## Written instruction
Put the lines below into a Markdown table with two columns, "Row" for the row number and "Text" for the line. Leave out blank lines.

## Given entries
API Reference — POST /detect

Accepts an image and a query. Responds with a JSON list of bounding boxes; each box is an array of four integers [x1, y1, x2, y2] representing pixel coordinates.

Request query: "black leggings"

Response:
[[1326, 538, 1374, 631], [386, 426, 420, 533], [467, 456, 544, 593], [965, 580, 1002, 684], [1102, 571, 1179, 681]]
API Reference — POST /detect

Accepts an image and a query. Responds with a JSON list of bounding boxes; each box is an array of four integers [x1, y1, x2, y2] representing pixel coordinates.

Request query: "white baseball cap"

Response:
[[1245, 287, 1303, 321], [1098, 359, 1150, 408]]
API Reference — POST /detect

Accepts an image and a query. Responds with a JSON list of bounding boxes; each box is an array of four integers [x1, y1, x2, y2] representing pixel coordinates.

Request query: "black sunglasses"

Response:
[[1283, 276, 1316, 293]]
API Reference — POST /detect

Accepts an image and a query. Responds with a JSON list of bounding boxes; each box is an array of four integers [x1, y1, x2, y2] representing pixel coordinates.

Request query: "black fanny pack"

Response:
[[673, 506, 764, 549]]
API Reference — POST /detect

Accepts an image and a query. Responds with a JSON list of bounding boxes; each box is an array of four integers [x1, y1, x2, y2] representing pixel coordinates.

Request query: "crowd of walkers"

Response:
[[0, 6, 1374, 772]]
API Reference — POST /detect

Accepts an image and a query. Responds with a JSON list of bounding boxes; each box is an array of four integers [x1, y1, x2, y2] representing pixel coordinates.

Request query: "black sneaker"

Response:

## Problem solution
| Row | Text |
|---|---|
| 1 | API Reference — POST /detect |
| 2 | Accepts an image and a query. Responds with a JSON list of bounding boxes; each box is an array of four integers [x1, y1, x2, y2] representing pixel coordinates. |
| 3 | Request query: "black leggings" |
| 4 | Response: |
| 5 | [[1326, 538, 1374, 631], [386, 426, 420, 533], [467, 456, 544, 593], [965, 580, 1002, 684], [1102, 571, 1179, 681]] |
| 6 | API Reference — POST /detect |
| 7 | Accepts an image and a query. Responds with a JSON list of bounding boxes; each box is an array of four integers [x1, y1, x2, y2] representing pixel coordinates. |
| 8 | Request query: "white baseball cap" |
| 9 | Response: |
| 10 | [[1245, 287, 1303, 321], [1098, 359, 1150, 408]] |
| 11 | API Reference — POST /detect |
| 12 | Accepts an image and a query. Responds with a JSON list of bounding boxes; each box is an array of four integers [x1, y1, x2, y2] representing pixel coordinates. |
| 13 | Request query: "black sunglasses" |
| 14 | Response: |
| 15 | [[1283, 276, 1316, 293]] |
| 16 | API Reference — POST /detect |
| 17 | Accepts an image and a query. Responds with a JSON list of bounding boxes; each box is an array of four integers [x1, y1, x2, y2] representing pixel coordinates. |
| 18 | Request query: "black fanny pack" |
| 19 | Response: |
| 20 | [[673, 506, 764, 549]] |
| 21 | API Reference — POST /detect |
| 22 | Accepts an image and a query. Responds with a JSON list of bounding boxes; each box is an array of four integers [x1, y1, x2, y2] representing pixel coordinates. |
| 23 | Request query: "crowd of walkers" |
| 24 | Response: |
| 25 | [[0, 6, 1374, 772]] |
| 26 | API Reference — POST /detect |
| 27 | Accepts an image and a query. Responds with a JSON list of bounding boxes; each box is an array of four integers [x1, y1, x2, y2] representing pixel coordinates. |
| 28 | Request query: "black sneaker" |
| 29 | Response: |